Quoted passage
--------------------

Farmers and scientists breed crops, a process called resistance breeding, with desirable resistance traits to reduce pesticide use and improve yield. Genetic engineering is also used to insert resistance genes, such as Bt genes for insect resistance in cotton and corn, as part of biotechnology.
This kind of induced resistance can pose a future threat to the world heritage of wild plants and other forms of life.
Gene transfer—particularly from genetically modified crops—can contribute to the emergence of super weeds, but it is not the only cause. Herbicide overuse plays a major role. Globally, there are 530 unique cases (species by site of action) of herbicide-resistant weeds, encompassing 272 weed species (155 dicots and 117 monocots) that have evolved resistance to 168 different herbicides from 21 of the 31 known herbicide sites of action.
Many invasive plant species have developed resistance to herbicides, especially in areas where chemical control has been heavily used. Some super weeds can be invasive, but not all.
The terms “super weed” and “invasive weed” refer to different traits, though they can overlap. Invasive species are generally more amenable to developing herbicide resistance than local species, primarily due to their aggressive growth, adaptability, and exposure to repeated chemical control.
The term invasive does not always mean non-native. While many invasive species are introduced from other regions or countries, some invasive species can be native under certain conditions. Native species can become invasive following genetic engineering or prolonged chemical usage, especially when these interventions alter their growth, reproduction, or competitive behaviour.
A native grass genetically modified for drought resistance might spread aggressively in arid zones, outcompeting other native flora and altering habitat dynamics. Repeated use of herbicides or fertilisers can unintentionally favour certain native species.
Over time, this can shift the ecological balance, allowing these native species to become dominant and invasive.
In India, Parthenium hysterophorus—though originally introduced—is now so widespread and chemically resilient that it behaves like a native invasive weed, thriving in disturbed and chemically treated soils.
Invasive behaviour can suppress other native species. Dominant growth may change soil chemistry, water availability, or fire regimes, leading to habitat alteration that affects other dependent animal, bird, and insect species. Genetically modified native plants may interbreed with wild relatives, spreading engineered traits unpredictably.

--------------------

Dataset extract

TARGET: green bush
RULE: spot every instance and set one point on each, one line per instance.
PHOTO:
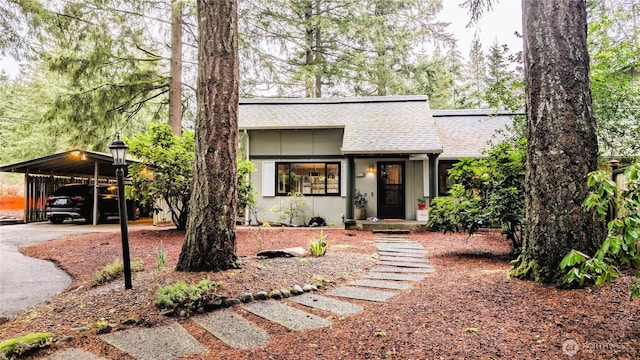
(183, 300)
(319, 246)
(14, 348)
(113, 271)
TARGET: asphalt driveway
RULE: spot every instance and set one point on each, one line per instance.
(26, 281)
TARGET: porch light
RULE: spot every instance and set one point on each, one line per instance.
(119, 151)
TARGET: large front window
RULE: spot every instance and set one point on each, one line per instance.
(309, 178)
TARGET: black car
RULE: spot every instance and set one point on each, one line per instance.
(75, 201)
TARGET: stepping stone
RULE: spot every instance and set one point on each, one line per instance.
(232, 329)
(362, 294)
(327, 304)
(393, 285)
(404, 270)
(404, 264)
(403, 254)
(394, 276)
(402, 259)
(75, 354)
(287, 316)
(161, 343)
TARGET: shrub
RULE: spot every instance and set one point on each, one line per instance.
(14, 348)
(113, 271)
(319, 246)
(183, 300)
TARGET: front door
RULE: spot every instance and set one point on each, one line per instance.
(391, 190)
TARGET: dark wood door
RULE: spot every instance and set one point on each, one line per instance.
(391, 190)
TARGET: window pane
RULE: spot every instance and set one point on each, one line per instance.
(333, 179)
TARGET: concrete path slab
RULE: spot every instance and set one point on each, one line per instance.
(397, 269)
(403, 259)
(232, 329)
(393, 276)
(362, 294)
(327, 304)
(75, 354)
(391, 285)
(404, 264)
(158, 343)
(419, 253)
(287, 316)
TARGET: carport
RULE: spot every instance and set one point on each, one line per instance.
(42, 176)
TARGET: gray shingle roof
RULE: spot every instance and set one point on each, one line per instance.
(466, 133)
(380, 125)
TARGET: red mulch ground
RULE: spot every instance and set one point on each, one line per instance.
(468, 309)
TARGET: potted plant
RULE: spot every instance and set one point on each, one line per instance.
(360, 203)
(422, 203)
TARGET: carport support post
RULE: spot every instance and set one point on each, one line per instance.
(122, 202)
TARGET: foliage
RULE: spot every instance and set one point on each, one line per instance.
(245, 185)
(16, 347)
(620, 247)
(359, 199)
(319, 246)
(486, 192)
(294, 205)
(113, 271)
(165, 171)
(183, 299)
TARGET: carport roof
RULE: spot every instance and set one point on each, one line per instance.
(69, 163)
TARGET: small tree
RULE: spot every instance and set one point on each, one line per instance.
(487, 192)
(165, 171)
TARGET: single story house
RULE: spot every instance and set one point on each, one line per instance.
(394, 149)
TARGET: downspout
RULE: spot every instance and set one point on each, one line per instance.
(247, 214)
(95, 193)
(433, 176)
(349, 219)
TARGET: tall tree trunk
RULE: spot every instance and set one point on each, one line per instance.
(210, 242)
(561, 134)
(175, 84)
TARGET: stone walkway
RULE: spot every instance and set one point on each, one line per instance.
(401, 263)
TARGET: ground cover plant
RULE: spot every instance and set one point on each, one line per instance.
(469, 308)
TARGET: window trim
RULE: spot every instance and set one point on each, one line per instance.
(337, 164)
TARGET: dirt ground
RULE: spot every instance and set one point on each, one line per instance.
(468, 309)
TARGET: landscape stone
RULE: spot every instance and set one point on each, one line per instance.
(287, 316)
(424, 270)
(327, 304)
(261, 295)
(229, 302)
(405, 264)
(245, 297)
(394, 276)
(233, 329)
(285, 293)
(75, 354)
(392, 285)
(296, 290)
(275, 294)
(158, 343)
(362, 294)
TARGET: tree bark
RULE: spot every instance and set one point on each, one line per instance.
(561, 134)
(210, 242)
(175, 84)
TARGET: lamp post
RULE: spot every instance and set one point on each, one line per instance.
(119, 152)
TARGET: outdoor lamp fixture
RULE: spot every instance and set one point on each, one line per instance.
(119, 151)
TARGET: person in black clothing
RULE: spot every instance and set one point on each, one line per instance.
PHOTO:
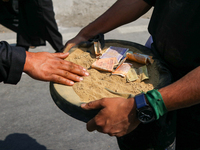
(175, 30)
(42, 66)
(33, 21)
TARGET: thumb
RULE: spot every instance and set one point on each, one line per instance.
(61, 55)
(92, 105)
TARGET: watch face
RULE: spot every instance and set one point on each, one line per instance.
(146, 115)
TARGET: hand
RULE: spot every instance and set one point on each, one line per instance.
(76, 40)
(46, 66)
(117, 116)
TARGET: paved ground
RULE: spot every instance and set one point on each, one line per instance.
(29, 119)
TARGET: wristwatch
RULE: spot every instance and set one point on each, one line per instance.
(145, 113)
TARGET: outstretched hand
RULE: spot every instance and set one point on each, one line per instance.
(46, 66)
(76, 40)
(117, 116)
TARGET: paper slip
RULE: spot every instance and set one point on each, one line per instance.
(143, 73)
(140, 58)
(131, 75)
(106, 64)
(122, 70)
(97, 49)
(116, 52)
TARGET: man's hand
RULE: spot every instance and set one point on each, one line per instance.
(76, 40)
(117, 116)
(46, 66)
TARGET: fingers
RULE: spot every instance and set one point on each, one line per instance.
(93, 105)
(73, 68)
(61, 55)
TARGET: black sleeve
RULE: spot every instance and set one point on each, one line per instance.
(12, 60)
(150, 2)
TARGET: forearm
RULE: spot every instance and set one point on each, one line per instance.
(12, 61)
(183, 93)
(122, 12)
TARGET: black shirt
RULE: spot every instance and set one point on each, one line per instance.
(175, 28)
(12, 60)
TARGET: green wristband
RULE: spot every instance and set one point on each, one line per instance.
(156, 101)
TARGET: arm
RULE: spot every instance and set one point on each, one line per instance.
(52, 67)
(12, 61)
(122, 12)
(41, 66)
(180, 94)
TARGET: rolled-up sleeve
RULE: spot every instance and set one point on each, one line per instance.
(12, 60)
(150, 2)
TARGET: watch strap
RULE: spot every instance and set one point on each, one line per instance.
(140, 101)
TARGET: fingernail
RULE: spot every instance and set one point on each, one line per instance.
(82, 105)
(71, 83)
(86, 73)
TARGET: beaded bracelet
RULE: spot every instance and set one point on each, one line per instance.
(156, 101)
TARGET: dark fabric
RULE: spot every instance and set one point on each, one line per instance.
(37, 24)
(8, 15)
(12, 61)
(34, 22)
(174, 27)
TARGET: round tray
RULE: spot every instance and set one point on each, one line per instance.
(69, 102)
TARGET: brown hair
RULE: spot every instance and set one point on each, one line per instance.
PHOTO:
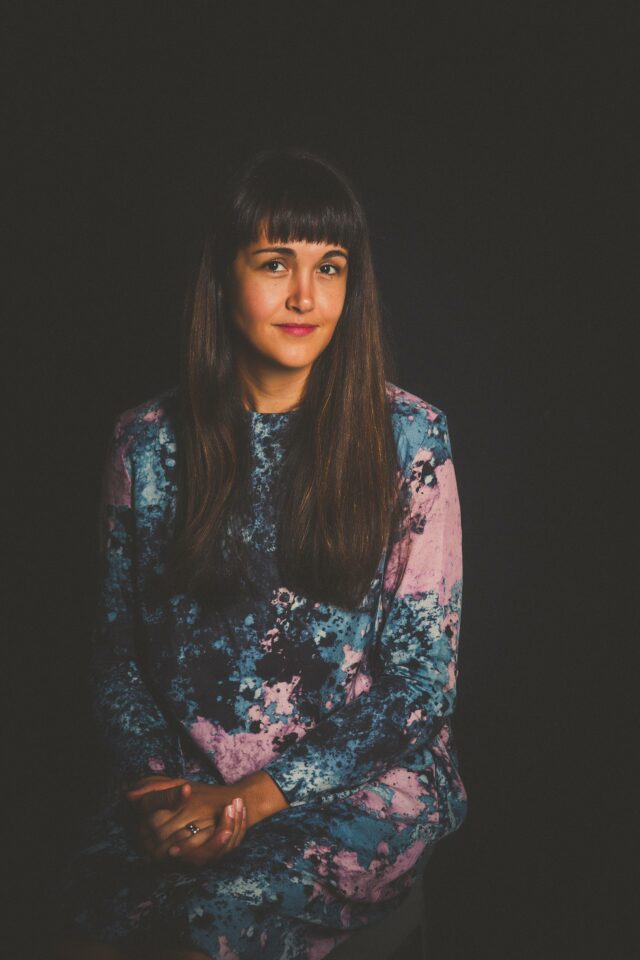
(338, 493)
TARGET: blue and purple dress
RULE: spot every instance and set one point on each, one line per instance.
(348, 711)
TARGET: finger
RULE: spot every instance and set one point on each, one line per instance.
(183, 843)
(181, 836)
(243, 827)
(238, 807)
(177, 844)
(211, 850)
(150, 786)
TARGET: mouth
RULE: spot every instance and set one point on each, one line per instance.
(297, 329)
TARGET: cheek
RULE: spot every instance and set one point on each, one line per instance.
(255, 304)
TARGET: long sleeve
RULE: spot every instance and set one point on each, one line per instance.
(128, 717)
(414, 686)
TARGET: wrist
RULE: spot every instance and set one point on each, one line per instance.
(261, 795)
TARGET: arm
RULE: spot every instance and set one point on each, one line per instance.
(128, 716)
(414, 685)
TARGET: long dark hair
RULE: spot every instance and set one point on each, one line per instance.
(339, 497)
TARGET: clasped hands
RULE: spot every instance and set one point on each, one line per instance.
(221, 815)
(166, 806)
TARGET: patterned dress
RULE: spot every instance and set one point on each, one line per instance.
(348, 711)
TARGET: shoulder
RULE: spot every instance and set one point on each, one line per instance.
(149, 423)
(142, 453)
(418, 426)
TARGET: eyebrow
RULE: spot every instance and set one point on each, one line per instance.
(287, 251)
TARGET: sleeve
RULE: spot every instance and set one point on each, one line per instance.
(415, 649)
(129, 719)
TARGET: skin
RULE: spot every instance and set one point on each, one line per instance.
(298, 282)
(305, 285)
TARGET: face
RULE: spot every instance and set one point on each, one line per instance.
(287, 300)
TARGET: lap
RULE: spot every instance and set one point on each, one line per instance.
(305, 869)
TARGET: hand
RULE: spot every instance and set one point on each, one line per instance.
(167, 806)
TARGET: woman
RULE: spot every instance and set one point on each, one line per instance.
(275, 654)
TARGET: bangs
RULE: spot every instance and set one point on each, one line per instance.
(297, 199)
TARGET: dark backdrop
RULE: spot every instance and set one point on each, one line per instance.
(489, 144)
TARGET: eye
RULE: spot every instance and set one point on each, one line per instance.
(271, 263)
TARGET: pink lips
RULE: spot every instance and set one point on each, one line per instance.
(298, 330)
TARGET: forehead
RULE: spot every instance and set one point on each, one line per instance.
(265, 239)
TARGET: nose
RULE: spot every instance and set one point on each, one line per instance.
(300, 297)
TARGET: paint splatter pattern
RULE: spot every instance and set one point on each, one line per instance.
(349, 711)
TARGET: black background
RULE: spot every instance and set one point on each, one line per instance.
(490, 144)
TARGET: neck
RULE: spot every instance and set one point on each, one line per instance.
(269, 390)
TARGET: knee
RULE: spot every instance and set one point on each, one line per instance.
(84, 950)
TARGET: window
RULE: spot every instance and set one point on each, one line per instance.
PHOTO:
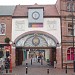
(2, 28)
(70, 32)
(70, 6)
(70, 54)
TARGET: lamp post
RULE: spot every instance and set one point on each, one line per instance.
(72, 10)
(10, 56)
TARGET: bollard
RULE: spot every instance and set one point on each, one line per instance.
(26, 64)
(47, 71)
(41, 62)
(26, 70)
(31, 61)
(66, 68)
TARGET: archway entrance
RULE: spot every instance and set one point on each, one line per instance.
(36, 44)
(48, 54)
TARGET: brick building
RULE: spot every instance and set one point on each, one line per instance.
(35, 30)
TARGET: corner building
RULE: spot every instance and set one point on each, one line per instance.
(40, 30)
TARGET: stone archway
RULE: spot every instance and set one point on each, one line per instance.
(36, 39)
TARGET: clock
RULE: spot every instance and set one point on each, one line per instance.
(35, 41)
(35, 15)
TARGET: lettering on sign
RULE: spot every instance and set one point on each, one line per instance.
(20, 25)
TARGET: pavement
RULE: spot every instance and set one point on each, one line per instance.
(38, 69)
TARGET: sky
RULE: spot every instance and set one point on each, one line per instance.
(26, 2)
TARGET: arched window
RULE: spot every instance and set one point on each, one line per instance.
(70, 53)
(70, 6)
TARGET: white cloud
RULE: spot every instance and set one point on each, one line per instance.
(26, 2)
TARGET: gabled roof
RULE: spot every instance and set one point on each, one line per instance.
(6, 10)
(22, 10)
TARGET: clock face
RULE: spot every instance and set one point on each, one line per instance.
(35, 15)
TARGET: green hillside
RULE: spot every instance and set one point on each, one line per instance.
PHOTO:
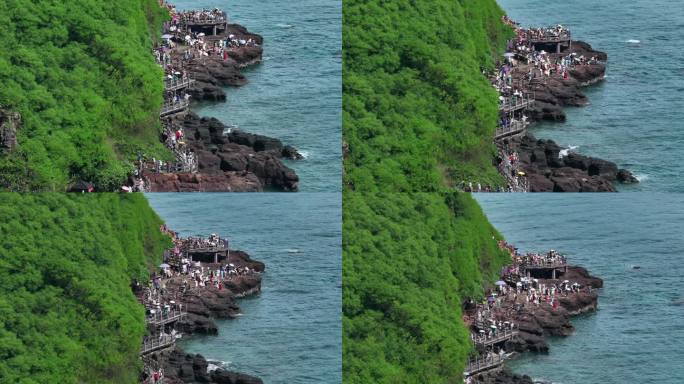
(409, 262)
(417, 111)
(419, 118)
(82, 76)
(67, 312)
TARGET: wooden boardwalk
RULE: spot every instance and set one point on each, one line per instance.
(157, 344)
(160, 318)
(169, 109)
(511, 104)
(500, 337)
(171, 85)
(483, 363)
(527, 269)
(515, 128)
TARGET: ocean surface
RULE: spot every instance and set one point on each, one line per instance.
(295, 95)
(292, 332)
(636, 117)
(636, 335)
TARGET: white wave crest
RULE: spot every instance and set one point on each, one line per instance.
(564, 152)
(641, 177)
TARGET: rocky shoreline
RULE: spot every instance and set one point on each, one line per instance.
(534, 323)
(195, 293)
(203, 308)
(545, 169)
(217, 157)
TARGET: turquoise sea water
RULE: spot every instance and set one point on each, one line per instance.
(636, 117)
(292, 332)
(636, 335)
(295, 95)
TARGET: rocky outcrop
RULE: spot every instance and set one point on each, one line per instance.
(548, 172)
(503, 376)
(211, 73)
(239, 152)
(535, 323)
(202, 182)
(552, 95)
(10, 122)
(182, 368)
(202, 307)
(206, 305)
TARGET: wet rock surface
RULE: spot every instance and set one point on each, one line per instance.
(227, 162)
(537, 322)
(211, 73)
(552, 95)
(548, 172)
(185, 368)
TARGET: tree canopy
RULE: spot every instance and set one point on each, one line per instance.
(83, 78)
(418, 113)
(418, 118)
(67, 311)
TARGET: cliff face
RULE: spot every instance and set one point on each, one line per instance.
(418, 113)
(81, 75)
(419, 117)
(67, 312)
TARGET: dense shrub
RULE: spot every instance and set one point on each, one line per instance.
(419, 117)
(418, 113)
(83, 78)
(67, 312)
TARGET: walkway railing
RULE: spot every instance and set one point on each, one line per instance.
(174, 107)
(544, 265)
(177, 84)
(549, 38)
(205, 21)
(511, 104)
(162, 318)
(512, 129)
(157, 343)
(483, 363)
(499, 337)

--------------------

Work to complete
Transcribe the passage on super weeds from "This kind of" to "sites of action.". Draw only on the passage on super weeds.

Written solution
This kind of induced resistance can pose a future threat to the world heritage of wild plants and other forms of life.
Gene transfer—particularly from genetically modified crops—can contribute to the emergence of super weeds, but it is not the only cause. Herbicide overuse plays a major role. Globally, there are 530 unique cases (species by site of action) of herbicide-resistant weeds, encompassing 272 weed species (155 dicots and 117 monocots) that have evolved resistance to 168 different herbicides from 21 of the 31 known herbicide sites of action.